'''

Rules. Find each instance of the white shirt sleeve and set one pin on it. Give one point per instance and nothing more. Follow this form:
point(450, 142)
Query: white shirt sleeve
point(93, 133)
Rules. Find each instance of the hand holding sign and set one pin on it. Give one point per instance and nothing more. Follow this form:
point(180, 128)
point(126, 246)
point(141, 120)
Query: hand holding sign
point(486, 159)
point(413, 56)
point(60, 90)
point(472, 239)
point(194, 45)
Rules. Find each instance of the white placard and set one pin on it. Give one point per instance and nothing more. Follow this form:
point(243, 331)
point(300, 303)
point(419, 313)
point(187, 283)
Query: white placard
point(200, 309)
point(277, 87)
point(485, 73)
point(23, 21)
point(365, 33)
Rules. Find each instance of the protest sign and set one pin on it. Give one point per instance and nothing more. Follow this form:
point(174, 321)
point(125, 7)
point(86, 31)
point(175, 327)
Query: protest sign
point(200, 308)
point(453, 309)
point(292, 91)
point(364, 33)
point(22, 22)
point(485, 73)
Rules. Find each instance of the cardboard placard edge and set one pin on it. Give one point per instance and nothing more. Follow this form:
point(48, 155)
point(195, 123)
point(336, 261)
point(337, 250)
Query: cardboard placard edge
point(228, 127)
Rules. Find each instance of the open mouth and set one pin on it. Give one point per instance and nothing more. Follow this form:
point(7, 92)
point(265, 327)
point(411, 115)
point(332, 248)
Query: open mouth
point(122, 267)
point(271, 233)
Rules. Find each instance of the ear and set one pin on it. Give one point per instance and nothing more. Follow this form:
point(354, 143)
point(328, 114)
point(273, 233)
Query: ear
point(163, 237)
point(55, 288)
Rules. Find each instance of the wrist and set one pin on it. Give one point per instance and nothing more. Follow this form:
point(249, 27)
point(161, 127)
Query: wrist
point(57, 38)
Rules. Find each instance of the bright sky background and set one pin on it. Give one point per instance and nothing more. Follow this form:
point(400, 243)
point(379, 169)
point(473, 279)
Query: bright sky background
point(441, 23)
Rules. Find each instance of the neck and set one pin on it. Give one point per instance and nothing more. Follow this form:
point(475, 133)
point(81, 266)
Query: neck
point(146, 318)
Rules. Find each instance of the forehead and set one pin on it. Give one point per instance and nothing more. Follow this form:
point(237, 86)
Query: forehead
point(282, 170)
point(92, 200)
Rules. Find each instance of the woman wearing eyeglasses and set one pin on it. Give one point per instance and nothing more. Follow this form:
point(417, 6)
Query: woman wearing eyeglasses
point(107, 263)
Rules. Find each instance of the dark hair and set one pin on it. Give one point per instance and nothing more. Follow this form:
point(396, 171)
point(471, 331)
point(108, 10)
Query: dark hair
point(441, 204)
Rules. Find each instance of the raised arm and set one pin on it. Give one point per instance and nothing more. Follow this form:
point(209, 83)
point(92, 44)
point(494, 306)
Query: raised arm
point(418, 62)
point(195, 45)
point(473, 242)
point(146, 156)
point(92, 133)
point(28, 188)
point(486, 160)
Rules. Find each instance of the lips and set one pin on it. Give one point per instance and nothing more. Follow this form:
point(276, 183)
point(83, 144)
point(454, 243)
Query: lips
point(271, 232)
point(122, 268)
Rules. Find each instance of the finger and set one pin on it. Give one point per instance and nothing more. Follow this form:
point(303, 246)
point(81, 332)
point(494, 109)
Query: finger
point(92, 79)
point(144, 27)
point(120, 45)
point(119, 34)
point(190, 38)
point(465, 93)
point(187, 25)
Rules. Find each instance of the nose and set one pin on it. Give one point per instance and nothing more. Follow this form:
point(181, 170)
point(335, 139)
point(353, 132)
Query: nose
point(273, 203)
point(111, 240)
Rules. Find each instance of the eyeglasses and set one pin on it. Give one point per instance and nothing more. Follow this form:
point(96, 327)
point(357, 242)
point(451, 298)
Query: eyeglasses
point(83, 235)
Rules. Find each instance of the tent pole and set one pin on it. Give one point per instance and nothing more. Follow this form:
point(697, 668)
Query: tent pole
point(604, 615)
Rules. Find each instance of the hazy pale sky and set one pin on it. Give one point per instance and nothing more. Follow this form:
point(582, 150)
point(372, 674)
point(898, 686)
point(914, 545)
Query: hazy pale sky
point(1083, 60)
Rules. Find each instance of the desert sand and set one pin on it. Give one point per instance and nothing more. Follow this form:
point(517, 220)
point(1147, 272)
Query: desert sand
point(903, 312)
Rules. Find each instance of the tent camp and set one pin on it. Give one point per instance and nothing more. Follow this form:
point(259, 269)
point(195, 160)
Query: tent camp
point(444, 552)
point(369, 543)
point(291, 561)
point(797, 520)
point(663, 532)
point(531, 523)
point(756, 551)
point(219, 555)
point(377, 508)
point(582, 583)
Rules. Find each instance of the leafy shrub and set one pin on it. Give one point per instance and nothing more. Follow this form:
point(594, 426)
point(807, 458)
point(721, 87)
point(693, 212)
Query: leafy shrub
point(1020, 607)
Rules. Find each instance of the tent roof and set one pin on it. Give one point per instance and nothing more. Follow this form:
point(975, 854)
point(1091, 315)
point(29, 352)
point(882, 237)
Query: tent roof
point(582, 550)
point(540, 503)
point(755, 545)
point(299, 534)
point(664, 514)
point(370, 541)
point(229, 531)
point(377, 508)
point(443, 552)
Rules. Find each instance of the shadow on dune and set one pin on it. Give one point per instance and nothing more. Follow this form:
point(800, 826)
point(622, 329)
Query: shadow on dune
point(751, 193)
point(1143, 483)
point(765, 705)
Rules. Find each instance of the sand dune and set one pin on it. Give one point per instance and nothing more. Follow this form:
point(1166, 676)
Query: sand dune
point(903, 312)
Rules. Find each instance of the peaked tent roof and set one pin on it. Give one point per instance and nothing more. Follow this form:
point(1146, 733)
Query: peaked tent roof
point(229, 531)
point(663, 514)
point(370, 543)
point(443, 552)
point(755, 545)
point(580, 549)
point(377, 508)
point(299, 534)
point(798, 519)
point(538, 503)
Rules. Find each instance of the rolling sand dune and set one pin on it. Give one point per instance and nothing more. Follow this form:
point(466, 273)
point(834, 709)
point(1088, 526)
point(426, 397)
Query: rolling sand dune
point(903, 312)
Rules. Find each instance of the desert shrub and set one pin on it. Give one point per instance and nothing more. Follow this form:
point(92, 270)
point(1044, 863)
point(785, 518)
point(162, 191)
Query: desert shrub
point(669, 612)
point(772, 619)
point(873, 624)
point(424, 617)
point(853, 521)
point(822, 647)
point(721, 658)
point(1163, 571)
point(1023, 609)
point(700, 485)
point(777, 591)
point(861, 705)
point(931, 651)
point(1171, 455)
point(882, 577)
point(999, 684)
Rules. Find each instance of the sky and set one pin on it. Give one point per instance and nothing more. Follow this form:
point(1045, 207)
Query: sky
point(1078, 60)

'''

Please output the full listing, keeping every character the same.

* _Solution for this problem_
Rules. Find each instance of the white shirt sleeve and set one pin on it. Give one point per instance and nothing more. Follow this form:
point(450, 142)
Query: white shirt sleeve
point(93, 133)
Rules. Find each instance of the hand holding sign and set one pin on it. Give one point per instance and nothing more. Follow this form:
point(180, 128)
point(126, 246)
point(141, 120)
Query: hand holding sign
point(486, 159)
point(413, 56)
point(60, 90)
point(472, 239)
point(194, 45)
Rules. Find each instance of the white placard and set one pin on it. Give one point per instance and nothing more. Follow this form:
point(243, 331)
point(300, 303)
point(419, 313)
point(187, 283)
Query: white placard
point(200, 309)
point(277, 87)
point(485, 73)
point(23, 21)
point(365, 33)
Rules. Find each instance of the protest sign and set one pin on it. Give one point per instance and nothing more. Follow this form:
point(174, 321)
point(125, 7)
point(86, 31)
point(175, 327)
Query: protest sign
point(200, 308)
point(453, 309)
point(292, 91)
point(364, 33)
point(22, 22)
point(485, 73)
Rules. Find each instance of the cardboard placard edge and set one pin on it. Give one point per instance and nothing more. Follow this form:
point(48, 155)
point(195, 123)
point(336, 261)
point(337, 250)
Query: cardboard placard edge
point(228, 127)
Rules. Find each instance of the open mouth and set one pin on it. Give one point per instance and nothing more. Follow this form:
point(7, 92)
point(265, 327)
point(411, 115)
point(332, 248)
Query: open mouth
point(122, 267)
point(271, 233)
Rules. Find each instance of the ear and set one pin on it. Give one point per instance and nothing more. Follow this form:
point(354, 143)
point(328, 114)
point(273, 233)
Query: ear
point(163, 237)
point(55, 288)
Rules. Find each instance of the wrist and set one pin on it. Give one point per instance and nothing more. Follow this form:
point(249, 27)
point(161, 127)
Query: wrist
point(57, 38)
Rules. Find each instance of the bright sky background and set one pin on it. Give one point per instance and nothing more. Follow this form:
point(400, 243)
point(379, 169)
point(473, 279)
Query: bright sky background
point(441, 23)
Rules. Find each instance of the neck and set one pin on it. Give one point per instance and nothing more. Follow this form:
point(475, 133)
point(81, 266)
Query: neck
point(146, 318)
Rules. Find each instance of the forehead and set one pin on it. Give one point per instance and nothing more. Follow this form:
point(237, 86)
Query: forehead
point(282, 170)
point(92, 200)
Rules. Find each instance of the woman wearing eyeglasses and set one pin on it. Give one point per instance and nothing more. Follow this form:
point(417, 6)
Query: woman wearing eyeglasses
point(107, 263)
Rules. Find each instance of the dark hair and set one pin on it. Give one point per instance and nothing more. Follow this form:
point(396, 171)
point(471, 331)
point(108, 10)
Query: dark hair
point(441, 204)
Rules. Find each instance of the raised arm and set one pin on it. Give one point per instance and nothing more. Follow this form:
point(209, 83)
point(92, 44)
point(494, 306)
Query: raised arm
point(418, 62)
point(195, 45)
point(473, 242)
point(146, 156)
point(92, 133)
point(28, 188)
point(486, 160)
Rules. Find each instance of the lips and set one pin on it. Give one point per instance and nothing more. Follow this form:
point(276, 183)
point(83, 144)
point(454, 243)
Query: lips
point(271, 232)
point(122, 268)
Rules. Find each instance of the finger and set one pin on it. Give one point per instance and nothing more. Follow this form:
point(303, 246)
point(81, 332)
point(494, 109)
Query: finger
point(92, 79)
point(144, 27)
point(120, 45)
point(119, 34)
point(190, 38)
point(465, 93)
point(187, 25)
Rules. Find each instance of the nose and set one pin on it. Give one point per instance and nothing more. Follow this form:
point(181, 170)
point(335, 139)
point(353, 132)
Query: nose
point(273, 203)
point(111, 240)
Rules. Find each instance of the eyeglasses and set one pin on it. Give one point per instance and nothing more. Follow this form:
point(96, 327)
point(357, 242)
point(451, 298)
Query: eyeglasses
point(83, 235)
Rules. Find each instance of the tent pole and set one pin on it. Give one point per instance and nothing more. Follow this form:
point(697, 668)
Query: tent pole
point(604, 615)
Rules. Find each instance of the hazy pale sky and set one pin on it. Give one point per instance and nothing more. Follow this form:
point(582, 150)
point(372, 674)
point(898, 686)
point(914, 545)
Query: hazy pale sky
point(1083, 60)
Rules. Find each instance of the desert sand and set one pin on it. Give one point per instance and nothing more. Follow this form:
point(517, 220)
point(1147, 272)
Query: desert sand
point(903, 312)
Rules. Find each instance of the tent camp and set one pin on it. Give one point per instance and nothing more. Follow this form:
point(259, 269)
point(195, 160)
Query: tent camp
point(444, 552)
point(369, 543)
point(291, 561)
point(797, 520)
point(663, 532)
point(531, 523)
point(756, 551)
point(219, 555)
point(377, 508)
point(582, 583)
Rules. Find each instance of the leafy shrub and set one pin on it. Give one point per instance and nothing more. Follow this form:
point(594, 426)
point(807, 458)
point(721, 87)
point(693, 212)
Query: leafy shrub
point(1020, 607)
Rules. Find each instance of the tent roof and set one pin on it. Give one point per instance and nothing more. Follow this form:
point(975, 854)
point(1091, 315)
point(29, 352)
point(882, 237)
Query: tent roof
point(582, 550)
point(540, 503)
point(755, 545)
point(299, 534)
point(664, 514)
point(370, 541)
point(229, 531)
point(377, 508)
point(443, 552)
Rules. Find each instance of the shadow on dune and set one pin on it. Give one point per instance and nothing more. Follow this form:
point(800, 826)
point(622, 329)
Query: shadow on dune
point(751, 193)
point(1143, 483)
point(765, 705)
Rules. Find each instance of the sand dune and set one pin on it. Give one point per instance and nothing more. Follow this form:
point(1166, 676)
Query: sand dune
point(903, 312)
Rules. Find each instance of the peaked tent roof and set one pin on it. Give one point per instance and nothing more. Follow this form:
point(1146, 733)
Query: peaked tent roof
point(229, 531)
point(663, 514)
point(370, 543)
point(443, 552)
point(755, 545)
point(580, 549)
point(377, 508)
point(299, 534)
point(798, 519)
point(538, 503)
Rules. Find each instance of the rolling sand dune and set one pin on it. Give one point per instance and nothing more. Follow this form:
point(466, 273)
point(834, 709)
point(1088, 526)
point(426, 397)
Query: rolling sand dune
point(903, 312)
Rules. Find each instance of the desert shrub and set one pin on it. Give one point per instance and nothing more. Follow this form:
point(92, 270)
point(1044, 863)
point(785, 518)
point(162, 191)
Query: desert shrub
point(669, 612)
point(772, 619)
point(873, 624)
point(424, 617)
point(853, 521)
point(822, 647)
point(721, 658)
point(1163, 571)
point(1023, 609)
point(700, 485)
point(777, 591)
point(861, 705)
point(931, 651)
point(1171, 455)
point(882, 577)
point(999, 684)
Rules. Find each instance of the sky and set one pin on it. Give one point per instance and nothing more. Follow this form:
point(1045, 207)
Query: sky
point(1078, 60)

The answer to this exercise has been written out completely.